ENTRIES SUPPLIED →
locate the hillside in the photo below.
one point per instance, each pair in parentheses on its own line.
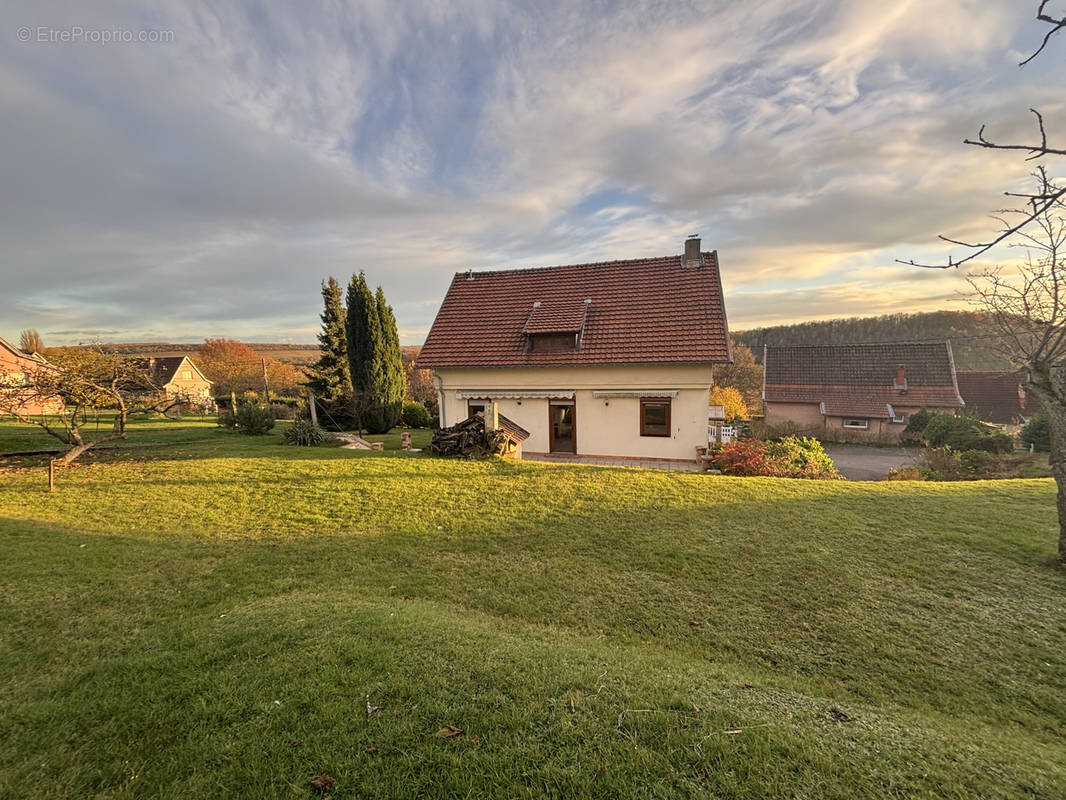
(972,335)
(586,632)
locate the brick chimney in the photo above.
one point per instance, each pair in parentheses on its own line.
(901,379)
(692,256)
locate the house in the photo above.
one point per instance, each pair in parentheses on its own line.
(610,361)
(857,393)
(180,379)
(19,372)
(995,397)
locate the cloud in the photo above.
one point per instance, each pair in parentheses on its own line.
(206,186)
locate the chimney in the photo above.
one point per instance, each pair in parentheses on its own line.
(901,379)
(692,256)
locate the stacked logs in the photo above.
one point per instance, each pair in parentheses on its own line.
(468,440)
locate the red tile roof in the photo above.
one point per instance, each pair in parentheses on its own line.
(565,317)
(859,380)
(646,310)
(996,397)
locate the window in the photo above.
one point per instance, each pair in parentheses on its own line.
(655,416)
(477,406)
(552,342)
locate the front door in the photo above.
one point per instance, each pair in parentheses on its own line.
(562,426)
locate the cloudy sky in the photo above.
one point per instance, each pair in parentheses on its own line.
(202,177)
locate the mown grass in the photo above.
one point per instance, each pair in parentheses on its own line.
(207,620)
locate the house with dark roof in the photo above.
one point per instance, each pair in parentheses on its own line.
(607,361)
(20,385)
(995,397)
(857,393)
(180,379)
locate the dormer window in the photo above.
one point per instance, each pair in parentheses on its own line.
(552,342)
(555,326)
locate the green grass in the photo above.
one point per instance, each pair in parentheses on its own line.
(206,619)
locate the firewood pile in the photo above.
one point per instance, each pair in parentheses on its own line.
--
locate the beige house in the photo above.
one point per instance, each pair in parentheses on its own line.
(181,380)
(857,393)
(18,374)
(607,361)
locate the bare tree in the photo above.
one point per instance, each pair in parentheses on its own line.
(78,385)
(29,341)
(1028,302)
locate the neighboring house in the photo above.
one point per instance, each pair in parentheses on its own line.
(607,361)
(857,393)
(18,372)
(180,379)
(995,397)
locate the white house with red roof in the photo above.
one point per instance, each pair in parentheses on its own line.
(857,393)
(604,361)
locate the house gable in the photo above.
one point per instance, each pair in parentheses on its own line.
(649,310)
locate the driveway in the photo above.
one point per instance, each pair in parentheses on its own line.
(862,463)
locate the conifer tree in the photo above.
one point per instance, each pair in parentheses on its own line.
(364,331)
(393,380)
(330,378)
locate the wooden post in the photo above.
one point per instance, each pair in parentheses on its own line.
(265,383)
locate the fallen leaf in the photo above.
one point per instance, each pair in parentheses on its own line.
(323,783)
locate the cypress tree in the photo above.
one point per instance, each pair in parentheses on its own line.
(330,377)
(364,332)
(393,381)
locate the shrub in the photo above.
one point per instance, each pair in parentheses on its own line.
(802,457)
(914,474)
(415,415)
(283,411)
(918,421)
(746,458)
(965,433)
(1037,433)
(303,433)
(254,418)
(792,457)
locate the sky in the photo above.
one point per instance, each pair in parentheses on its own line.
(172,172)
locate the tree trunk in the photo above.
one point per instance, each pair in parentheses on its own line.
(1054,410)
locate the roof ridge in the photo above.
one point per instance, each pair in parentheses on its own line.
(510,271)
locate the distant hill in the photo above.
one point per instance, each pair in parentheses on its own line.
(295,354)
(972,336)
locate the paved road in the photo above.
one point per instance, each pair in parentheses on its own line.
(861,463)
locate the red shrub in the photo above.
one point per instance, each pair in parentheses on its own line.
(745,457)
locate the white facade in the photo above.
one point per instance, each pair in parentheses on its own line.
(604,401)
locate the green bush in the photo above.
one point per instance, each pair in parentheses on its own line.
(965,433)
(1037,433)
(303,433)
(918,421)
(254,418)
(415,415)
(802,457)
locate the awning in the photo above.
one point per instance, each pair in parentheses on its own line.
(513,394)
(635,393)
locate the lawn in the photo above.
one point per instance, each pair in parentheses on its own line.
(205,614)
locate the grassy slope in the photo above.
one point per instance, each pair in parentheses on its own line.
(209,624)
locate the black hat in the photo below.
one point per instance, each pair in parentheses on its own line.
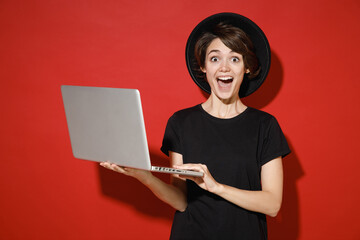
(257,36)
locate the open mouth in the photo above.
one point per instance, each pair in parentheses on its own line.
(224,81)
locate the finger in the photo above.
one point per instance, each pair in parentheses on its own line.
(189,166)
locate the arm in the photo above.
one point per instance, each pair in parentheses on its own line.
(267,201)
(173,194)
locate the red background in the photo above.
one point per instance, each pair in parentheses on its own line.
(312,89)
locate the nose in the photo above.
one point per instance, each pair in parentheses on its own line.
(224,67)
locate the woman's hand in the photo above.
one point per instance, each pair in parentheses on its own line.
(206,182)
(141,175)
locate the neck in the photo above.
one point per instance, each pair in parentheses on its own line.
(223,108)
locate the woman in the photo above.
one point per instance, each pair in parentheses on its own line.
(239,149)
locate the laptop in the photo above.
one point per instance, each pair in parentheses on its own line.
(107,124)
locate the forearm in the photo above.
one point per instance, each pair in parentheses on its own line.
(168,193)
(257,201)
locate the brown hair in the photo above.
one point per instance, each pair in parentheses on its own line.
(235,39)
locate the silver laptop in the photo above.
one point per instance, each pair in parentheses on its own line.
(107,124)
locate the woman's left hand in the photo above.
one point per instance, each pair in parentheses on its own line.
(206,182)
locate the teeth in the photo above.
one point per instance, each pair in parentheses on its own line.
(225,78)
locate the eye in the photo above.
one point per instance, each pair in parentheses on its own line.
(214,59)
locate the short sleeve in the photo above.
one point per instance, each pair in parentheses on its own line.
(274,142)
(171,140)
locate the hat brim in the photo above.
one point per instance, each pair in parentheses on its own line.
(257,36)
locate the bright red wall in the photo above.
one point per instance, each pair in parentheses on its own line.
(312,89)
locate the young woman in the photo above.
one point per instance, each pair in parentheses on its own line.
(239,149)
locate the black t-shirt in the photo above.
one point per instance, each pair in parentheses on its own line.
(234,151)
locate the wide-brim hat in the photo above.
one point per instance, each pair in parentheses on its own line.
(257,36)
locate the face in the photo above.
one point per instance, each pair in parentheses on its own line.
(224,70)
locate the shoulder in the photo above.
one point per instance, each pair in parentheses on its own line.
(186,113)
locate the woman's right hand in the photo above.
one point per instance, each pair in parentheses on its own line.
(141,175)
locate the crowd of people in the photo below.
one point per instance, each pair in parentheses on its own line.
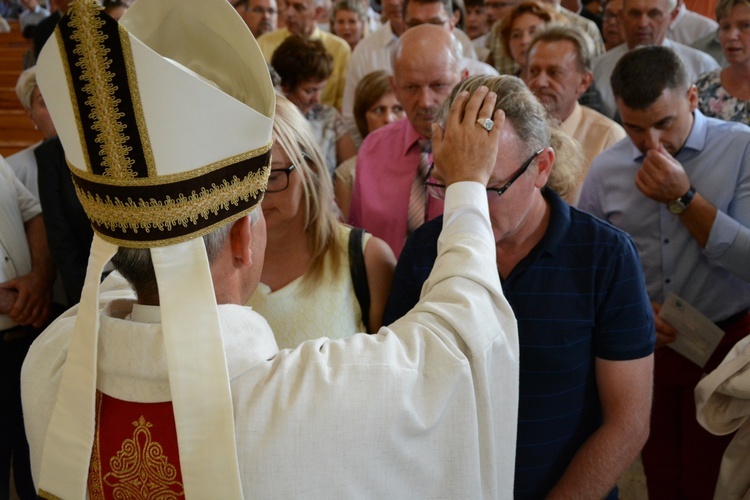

INSTRUCTION → Pull out every line in the records above that contains the word "roof", and copy each one out in full.

ANSWER TO THIS EXERCISE →
locate the red tile roof in the photo above.
locate the house with dark roof in the photo above.
locate the white house with red roof in the photo above.
locate the roof ridge in the photo above.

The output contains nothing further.